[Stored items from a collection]
● ● ● ● ● ● ●
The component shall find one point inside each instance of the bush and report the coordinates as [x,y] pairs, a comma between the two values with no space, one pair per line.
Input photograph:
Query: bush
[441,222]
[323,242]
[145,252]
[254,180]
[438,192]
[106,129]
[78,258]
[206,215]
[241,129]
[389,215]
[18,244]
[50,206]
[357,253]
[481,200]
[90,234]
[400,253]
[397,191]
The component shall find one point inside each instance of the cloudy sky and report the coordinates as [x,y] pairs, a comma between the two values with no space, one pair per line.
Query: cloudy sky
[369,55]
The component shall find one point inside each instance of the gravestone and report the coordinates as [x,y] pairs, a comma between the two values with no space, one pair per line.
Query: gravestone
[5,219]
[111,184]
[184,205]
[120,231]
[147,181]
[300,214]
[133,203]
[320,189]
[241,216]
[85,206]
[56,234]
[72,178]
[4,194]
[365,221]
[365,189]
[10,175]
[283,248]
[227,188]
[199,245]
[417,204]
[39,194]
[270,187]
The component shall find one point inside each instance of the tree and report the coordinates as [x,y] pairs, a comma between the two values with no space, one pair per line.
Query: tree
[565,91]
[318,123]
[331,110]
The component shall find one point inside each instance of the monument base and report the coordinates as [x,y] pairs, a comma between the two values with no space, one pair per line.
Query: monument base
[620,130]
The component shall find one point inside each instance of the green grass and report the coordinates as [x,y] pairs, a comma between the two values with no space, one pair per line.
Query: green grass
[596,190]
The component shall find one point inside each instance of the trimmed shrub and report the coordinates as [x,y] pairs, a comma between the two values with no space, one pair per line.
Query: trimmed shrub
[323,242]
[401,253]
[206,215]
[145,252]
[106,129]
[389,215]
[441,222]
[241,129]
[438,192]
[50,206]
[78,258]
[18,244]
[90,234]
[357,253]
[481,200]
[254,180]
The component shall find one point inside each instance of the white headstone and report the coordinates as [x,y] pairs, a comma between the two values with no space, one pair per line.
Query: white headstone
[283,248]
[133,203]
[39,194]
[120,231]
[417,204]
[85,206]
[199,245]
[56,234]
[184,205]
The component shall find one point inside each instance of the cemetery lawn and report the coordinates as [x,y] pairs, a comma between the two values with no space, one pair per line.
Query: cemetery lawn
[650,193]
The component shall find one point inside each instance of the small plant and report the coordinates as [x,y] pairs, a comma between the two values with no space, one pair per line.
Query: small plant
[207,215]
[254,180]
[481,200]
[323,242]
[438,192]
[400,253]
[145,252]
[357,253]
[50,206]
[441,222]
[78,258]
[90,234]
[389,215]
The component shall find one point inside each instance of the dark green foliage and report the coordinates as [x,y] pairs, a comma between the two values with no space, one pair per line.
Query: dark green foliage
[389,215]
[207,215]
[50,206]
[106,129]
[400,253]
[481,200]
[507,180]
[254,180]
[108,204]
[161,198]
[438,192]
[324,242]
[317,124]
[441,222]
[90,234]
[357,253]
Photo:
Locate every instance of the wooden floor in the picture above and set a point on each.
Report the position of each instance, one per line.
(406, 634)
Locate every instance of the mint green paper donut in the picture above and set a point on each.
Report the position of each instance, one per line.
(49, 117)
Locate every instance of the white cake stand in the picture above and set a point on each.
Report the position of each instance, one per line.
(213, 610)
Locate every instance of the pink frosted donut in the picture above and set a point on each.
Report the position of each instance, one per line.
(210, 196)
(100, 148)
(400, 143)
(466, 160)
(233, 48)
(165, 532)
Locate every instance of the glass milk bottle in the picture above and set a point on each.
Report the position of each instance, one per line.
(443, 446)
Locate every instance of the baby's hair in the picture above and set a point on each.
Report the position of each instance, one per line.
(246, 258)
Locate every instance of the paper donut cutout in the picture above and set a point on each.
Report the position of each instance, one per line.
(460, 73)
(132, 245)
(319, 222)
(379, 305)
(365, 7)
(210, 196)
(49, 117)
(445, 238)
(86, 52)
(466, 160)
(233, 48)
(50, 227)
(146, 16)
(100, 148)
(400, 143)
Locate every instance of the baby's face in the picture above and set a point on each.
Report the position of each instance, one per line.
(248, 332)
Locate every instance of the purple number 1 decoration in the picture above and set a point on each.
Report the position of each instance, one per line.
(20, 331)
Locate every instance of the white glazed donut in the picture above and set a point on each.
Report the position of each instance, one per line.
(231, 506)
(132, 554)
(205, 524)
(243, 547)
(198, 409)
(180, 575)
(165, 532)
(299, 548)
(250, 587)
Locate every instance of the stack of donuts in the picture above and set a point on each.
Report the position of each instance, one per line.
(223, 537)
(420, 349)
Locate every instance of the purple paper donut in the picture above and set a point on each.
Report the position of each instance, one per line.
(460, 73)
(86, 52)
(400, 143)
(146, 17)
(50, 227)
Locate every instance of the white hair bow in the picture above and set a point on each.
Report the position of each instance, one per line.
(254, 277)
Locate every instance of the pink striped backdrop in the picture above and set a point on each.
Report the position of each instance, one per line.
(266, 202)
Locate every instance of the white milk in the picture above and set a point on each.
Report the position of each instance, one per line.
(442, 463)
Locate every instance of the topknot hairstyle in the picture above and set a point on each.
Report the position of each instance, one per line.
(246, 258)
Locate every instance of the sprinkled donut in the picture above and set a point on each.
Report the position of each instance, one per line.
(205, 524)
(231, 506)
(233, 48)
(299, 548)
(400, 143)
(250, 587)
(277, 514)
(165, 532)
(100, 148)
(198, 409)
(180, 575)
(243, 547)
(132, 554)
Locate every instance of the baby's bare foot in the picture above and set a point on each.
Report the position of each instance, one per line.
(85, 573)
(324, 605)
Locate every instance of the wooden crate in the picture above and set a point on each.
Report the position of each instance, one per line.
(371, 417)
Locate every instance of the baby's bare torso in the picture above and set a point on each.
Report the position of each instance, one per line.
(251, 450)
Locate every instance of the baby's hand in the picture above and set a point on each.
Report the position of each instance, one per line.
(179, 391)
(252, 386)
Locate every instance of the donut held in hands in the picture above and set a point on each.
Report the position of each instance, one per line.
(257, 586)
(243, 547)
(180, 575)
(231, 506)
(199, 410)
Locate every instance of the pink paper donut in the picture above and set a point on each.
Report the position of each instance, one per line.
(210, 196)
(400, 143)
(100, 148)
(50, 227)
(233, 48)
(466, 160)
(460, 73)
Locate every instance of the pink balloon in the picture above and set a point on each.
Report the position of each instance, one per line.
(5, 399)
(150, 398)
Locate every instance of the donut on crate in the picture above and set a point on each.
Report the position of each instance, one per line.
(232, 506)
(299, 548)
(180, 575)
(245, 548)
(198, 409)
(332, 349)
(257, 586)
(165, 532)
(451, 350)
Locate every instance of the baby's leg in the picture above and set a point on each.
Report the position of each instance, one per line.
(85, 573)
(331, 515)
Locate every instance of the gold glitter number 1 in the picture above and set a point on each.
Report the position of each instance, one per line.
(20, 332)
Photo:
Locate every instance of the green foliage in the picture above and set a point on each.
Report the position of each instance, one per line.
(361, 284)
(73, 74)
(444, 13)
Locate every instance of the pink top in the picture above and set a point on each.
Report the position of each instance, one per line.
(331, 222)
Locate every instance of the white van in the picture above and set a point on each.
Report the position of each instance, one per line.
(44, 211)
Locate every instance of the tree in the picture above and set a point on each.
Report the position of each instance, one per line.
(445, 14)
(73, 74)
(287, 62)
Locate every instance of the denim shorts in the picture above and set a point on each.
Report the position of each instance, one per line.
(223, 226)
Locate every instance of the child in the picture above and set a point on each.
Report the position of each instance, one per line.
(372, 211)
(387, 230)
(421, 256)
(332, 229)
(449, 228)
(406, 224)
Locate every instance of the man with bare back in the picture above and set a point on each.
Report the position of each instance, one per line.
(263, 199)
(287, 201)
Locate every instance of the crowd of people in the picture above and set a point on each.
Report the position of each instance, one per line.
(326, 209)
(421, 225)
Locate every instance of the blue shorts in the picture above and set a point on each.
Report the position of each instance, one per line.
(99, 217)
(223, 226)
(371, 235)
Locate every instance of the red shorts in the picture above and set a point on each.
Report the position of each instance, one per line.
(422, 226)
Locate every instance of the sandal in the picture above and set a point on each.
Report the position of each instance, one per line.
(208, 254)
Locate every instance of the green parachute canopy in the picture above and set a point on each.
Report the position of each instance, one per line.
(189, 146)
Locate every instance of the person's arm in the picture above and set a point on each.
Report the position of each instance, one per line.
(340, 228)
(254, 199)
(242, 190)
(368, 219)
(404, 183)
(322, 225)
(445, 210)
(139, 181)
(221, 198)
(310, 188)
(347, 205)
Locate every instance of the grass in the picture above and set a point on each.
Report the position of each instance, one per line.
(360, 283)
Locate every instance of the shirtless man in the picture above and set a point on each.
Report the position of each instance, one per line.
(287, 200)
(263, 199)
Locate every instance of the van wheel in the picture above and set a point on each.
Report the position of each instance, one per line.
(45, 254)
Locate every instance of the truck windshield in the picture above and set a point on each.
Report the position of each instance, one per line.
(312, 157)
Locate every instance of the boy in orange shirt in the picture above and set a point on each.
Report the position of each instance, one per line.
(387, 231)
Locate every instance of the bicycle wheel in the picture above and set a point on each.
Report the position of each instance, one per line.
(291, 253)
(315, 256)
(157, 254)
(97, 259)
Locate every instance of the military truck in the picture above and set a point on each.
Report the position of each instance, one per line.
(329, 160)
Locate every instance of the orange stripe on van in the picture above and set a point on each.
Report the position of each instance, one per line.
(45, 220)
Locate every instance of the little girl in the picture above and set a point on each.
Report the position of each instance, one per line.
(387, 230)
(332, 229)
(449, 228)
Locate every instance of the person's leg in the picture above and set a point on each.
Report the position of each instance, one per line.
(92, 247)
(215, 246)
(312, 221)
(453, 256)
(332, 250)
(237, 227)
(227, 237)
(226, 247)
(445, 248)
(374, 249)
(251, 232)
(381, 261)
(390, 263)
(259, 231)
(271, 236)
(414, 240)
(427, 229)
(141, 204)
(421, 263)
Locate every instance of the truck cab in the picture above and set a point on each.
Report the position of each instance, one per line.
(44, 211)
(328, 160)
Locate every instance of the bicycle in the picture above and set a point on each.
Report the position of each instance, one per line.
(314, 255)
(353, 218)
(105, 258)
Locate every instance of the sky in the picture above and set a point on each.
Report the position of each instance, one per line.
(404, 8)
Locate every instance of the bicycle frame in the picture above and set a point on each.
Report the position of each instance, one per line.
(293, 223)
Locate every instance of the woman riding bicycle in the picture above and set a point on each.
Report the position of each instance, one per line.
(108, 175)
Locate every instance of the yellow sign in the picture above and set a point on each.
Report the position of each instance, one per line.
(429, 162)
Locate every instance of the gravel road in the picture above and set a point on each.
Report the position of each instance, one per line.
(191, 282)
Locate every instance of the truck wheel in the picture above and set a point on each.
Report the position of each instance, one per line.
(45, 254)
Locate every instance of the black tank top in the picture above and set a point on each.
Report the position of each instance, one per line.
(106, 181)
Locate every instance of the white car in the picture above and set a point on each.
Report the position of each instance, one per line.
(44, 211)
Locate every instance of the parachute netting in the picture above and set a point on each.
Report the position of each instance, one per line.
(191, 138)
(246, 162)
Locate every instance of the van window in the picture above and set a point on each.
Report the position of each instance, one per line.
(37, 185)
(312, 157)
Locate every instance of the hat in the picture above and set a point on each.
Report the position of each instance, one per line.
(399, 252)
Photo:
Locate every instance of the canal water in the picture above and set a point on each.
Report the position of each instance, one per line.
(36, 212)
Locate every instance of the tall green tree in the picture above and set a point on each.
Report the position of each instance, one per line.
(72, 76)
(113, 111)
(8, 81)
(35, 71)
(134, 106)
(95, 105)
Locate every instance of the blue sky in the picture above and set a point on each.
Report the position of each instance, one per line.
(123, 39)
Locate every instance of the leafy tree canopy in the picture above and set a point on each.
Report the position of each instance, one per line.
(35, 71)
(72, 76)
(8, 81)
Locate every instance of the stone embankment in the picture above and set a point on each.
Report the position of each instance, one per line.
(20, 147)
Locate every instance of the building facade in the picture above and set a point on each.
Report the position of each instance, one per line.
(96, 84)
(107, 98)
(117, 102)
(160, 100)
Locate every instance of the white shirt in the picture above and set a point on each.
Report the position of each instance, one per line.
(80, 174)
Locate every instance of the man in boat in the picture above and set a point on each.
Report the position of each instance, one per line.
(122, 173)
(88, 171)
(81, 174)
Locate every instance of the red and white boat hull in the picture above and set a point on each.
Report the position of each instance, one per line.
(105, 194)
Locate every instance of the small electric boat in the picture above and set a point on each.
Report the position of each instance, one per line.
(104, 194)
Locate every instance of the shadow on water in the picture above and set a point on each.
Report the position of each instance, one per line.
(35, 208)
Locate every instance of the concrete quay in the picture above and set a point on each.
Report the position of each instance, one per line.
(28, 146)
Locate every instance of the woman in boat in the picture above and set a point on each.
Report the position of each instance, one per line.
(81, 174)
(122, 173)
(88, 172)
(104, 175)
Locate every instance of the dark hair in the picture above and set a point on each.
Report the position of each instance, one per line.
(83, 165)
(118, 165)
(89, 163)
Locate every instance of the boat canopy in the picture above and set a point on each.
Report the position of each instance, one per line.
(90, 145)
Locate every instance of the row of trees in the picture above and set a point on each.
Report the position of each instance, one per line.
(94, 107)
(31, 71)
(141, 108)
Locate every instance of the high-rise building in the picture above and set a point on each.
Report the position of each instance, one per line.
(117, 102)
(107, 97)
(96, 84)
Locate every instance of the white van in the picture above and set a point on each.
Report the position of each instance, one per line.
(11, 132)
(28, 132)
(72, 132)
● ● ● ● ● ● ●
## Assigned task
Begin with the first line of the data above and, please, print each line exactly until you have printed the line containing "of the cloudy"; print nothing else.

## Exercise output
The component shall find one point inside each instance of the bush and report the coordinates as [x,y] pairs, a comma between the two values with no space, one pair per line.
Input photograph:
Query: bush
[441,222]
[323,242]
[145,252]
[254,180]
[438,192]
[106,129]
[78,258]
[206,215]
[241,129]
[389,215]
[18,244]
[50,206]
[357,253]
[481,200]
[90,234]
[400,253]
[397,191]
The component shall find one point inside each instance of the cloudy sky and report the coordinates as [x,y] pairs, a comma between the two values with no space, one pair per line.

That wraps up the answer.